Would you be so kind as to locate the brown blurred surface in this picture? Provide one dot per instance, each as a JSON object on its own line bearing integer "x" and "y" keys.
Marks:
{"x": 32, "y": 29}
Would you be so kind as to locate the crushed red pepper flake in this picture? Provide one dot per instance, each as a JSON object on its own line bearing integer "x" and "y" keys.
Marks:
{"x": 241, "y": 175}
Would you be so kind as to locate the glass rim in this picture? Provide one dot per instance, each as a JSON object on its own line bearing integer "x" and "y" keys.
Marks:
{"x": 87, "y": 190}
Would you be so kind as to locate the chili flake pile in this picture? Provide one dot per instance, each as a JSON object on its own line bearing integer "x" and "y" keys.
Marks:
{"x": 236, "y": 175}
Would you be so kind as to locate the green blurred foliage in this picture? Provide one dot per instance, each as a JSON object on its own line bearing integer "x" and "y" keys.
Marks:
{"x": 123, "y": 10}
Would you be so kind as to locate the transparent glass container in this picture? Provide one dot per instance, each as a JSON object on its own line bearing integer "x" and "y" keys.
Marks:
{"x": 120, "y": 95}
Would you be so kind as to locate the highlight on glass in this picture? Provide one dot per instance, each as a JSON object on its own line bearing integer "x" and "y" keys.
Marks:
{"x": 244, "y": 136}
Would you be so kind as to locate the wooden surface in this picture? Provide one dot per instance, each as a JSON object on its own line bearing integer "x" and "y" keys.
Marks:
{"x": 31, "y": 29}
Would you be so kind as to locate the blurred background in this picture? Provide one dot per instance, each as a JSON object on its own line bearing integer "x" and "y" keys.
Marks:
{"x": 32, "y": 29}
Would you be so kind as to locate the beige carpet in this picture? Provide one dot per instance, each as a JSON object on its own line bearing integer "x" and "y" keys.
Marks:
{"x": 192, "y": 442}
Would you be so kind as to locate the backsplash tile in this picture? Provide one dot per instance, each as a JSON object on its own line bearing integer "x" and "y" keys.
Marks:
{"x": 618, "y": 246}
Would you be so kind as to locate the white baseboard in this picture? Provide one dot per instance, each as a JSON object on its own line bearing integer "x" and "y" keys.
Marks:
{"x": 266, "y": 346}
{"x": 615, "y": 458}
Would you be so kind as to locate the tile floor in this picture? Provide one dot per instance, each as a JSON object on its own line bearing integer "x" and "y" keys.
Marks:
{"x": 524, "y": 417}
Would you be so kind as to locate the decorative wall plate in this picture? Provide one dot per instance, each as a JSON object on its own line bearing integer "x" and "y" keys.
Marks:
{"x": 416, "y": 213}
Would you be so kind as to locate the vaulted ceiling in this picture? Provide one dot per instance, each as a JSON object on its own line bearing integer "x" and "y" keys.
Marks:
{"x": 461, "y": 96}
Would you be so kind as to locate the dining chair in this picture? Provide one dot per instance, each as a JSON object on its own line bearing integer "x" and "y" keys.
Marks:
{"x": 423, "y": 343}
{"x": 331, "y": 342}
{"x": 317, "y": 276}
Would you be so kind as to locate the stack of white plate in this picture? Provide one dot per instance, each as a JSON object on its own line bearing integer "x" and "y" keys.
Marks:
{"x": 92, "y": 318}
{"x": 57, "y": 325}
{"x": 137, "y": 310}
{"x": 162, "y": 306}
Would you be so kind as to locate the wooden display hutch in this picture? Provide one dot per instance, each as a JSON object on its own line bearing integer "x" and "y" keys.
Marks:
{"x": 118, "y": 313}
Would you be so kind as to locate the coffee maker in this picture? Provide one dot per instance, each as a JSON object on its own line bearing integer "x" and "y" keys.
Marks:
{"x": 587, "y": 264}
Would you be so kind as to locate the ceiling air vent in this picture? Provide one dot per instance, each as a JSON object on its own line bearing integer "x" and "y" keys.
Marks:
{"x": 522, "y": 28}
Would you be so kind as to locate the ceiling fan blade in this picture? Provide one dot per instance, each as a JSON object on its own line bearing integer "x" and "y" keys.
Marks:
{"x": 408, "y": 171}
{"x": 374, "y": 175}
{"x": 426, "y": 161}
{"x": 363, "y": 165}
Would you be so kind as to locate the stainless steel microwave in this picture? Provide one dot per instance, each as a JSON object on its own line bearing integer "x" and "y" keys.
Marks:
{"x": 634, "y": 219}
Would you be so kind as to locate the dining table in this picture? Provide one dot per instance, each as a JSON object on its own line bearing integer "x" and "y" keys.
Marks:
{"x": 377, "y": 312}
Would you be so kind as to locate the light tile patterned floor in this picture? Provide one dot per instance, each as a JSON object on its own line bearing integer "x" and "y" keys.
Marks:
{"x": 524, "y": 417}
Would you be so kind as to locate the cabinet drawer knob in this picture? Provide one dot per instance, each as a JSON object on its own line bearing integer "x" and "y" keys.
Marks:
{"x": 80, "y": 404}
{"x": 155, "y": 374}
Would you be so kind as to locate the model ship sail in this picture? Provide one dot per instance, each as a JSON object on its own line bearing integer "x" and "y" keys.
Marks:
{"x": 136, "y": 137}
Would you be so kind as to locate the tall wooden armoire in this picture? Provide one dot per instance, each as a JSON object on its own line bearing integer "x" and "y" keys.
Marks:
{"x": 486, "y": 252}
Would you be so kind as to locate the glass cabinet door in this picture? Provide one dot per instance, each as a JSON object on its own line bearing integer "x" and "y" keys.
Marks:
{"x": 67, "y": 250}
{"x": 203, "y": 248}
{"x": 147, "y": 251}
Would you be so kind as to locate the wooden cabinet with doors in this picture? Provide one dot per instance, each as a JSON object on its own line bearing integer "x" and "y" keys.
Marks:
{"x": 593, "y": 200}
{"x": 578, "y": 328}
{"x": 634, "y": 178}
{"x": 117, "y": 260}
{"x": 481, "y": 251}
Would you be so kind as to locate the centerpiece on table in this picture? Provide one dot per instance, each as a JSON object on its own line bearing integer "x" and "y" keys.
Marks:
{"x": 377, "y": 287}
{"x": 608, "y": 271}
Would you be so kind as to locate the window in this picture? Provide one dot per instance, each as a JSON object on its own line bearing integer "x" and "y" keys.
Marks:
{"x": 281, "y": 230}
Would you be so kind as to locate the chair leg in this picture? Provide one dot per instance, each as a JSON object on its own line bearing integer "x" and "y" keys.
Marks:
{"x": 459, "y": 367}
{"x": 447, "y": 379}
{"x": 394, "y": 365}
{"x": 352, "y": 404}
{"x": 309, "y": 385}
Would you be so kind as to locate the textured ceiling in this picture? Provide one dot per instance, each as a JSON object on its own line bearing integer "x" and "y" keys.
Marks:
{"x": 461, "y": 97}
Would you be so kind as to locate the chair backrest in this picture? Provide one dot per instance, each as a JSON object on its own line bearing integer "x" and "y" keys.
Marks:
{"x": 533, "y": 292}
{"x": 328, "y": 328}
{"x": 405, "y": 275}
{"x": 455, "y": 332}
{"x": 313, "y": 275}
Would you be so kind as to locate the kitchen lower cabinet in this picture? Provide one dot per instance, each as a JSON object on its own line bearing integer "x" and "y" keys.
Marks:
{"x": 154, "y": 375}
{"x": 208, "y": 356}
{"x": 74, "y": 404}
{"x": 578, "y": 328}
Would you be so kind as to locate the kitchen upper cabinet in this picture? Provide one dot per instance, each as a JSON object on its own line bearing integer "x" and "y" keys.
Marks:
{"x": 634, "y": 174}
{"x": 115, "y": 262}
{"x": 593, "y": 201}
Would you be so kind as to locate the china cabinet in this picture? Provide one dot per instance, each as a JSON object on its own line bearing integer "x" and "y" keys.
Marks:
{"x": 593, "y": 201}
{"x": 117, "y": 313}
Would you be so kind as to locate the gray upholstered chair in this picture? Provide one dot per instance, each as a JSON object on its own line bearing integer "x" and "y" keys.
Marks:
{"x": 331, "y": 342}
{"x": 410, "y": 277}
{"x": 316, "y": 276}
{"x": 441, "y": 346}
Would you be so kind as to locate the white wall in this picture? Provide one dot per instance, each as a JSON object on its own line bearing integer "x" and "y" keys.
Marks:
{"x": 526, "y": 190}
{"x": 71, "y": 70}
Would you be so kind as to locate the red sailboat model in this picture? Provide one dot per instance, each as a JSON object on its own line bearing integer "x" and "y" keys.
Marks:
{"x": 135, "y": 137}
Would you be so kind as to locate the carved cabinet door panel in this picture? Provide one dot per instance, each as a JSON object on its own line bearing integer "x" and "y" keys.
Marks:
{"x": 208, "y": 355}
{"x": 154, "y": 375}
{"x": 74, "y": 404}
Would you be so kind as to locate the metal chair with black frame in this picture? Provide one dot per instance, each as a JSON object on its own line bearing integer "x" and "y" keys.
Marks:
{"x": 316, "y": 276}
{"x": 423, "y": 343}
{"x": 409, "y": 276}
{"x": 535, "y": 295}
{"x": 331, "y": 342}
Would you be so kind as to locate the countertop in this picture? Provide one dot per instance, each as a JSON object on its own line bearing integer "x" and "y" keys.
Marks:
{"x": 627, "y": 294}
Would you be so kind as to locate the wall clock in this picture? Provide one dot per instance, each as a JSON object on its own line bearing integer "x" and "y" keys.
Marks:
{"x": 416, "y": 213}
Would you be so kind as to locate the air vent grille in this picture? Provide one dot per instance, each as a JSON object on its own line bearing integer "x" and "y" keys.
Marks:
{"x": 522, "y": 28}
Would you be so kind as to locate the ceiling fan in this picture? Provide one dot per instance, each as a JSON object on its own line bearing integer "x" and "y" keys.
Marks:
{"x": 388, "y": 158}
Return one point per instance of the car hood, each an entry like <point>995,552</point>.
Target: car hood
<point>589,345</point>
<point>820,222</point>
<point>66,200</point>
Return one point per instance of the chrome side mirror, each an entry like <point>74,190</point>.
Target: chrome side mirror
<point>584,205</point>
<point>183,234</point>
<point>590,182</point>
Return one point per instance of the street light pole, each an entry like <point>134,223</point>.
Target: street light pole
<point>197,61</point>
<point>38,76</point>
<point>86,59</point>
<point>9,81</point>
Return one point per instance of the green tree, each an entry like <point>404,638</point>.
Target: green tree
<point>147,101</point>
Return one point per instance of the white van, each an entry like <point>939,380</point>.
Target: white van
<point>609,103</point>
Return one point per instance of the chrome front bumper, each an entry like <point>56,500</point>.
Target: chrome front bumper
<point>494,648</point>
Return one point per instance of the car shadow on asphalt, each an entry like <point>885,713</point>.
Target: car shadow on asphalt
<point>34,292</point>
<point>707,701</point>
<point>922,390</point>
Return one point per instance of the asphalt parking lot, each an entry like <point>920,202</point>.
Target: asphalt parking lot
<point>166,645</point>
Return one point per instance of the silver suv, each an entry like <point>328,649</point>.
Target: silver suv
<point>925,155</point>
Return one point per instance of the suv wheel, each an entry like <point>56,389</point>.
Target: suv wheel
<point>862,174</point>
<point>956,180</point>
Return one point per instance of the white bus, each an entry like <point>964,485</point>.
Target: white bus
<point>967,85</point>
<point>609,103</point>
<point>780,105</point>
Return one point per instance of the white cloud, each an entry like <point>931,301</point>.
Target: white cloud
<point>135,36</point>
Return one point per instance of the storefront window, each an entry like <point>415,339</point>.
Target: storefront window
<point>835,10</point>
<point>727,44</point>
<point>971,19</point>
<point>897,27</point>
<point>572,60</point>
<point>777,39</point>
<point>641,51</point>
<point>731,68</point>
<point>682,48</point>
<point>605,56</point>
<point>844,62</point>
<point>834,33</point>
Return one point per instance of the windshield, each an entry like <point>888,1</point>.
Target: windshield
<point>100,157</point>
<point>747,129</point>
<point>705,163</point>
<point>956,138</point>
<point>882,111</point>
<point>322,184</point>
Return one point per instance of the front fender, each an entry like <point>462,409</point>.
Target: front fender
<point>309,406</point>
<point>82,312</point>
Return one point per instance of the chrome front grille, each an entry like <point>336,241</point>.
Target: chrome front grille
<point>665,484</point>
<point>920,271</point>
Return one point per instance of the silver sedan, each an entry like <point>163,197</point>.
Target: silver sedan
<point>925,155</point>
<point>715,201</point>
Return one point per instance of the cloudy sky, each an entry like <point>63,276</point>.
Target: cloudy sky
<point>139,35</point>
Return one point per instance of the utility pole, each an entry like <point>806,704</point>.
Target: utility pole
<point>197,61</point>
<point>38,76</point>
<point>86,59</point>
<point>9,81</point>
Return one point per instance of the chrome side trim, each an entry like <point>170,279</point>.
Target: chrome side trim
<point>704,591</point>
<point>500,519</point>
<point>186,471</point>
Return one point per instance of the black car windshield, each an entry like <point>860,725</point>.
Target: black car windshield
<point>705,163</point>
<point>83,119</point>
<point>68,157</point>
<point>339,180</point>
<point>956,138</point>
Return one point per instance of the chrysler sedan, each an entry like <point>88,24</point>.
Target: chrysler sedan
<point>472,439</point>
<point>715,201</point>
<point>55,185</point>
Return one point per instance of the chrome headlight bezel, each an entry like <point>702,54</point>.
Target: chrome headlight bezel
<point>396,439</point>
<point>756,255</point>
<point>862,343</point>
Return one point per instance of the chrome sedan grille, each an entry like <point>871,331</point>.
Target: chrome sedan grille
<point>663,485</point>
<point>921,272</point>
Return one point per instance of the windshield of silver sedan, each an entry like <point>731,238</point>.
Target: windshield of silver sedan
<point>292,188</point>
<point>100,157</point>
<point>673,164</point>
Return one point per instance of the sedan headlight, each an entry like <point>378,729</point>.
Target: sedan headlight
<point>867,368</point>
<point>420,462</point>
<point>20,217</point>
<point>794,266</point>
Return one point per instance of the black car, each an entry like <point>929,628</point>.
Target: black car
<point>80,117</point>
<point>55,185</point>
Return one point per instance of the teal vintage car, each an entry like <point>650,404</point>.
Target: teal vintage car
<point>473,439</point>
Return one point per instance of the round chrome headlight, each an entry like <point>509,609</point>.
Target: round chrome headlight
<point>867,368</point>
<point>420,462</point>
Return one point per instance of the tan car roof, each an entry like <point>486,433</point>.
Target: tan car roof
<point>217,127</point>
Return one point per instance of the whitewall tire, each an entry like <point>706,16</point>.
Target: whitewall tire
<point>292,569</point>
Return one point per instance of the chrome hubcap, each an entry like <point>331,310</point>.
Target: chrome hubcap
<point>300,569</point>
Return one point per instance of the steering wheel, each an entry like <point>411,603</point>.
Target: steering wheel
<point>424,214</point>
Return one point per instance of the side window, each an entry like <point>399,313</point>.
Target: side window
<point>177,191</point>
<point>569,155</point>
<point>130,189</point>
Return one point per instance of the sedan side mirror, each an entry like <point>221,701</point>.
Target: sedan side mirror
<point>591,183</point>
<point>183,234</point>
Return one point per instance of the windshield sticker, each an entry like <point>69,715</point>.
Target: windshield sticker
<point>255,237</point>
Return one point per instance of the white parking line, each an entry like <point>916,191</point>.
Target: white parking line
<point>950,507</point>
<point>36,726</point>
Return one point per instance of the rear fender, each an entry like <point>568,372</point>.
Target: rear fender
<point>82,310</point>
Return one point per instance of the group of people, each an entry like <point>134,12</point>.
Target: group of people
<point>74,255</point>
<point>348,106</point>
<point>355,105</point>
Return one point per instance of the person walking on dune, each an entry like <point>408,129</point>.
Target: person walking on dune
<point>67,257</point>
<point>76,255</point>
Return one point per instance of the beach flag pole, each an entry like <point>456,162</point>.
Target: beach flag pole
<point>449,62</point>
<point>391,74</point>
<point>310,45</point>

==============================

Work to complete »
Return each line of the material in which the string "surface" can be found.

Exercise answer »
Would you be so kind as to locate the brown blurred surface in this picture? Provide one dot per instance, each as a JSON object on its own line bearing integer "x" and "y" keys.
Would you be so kind as to locate the wooden surface in this picture? Provide one dot per instance, each as a JSON object on its own line bearing integer "x" and "y" keys.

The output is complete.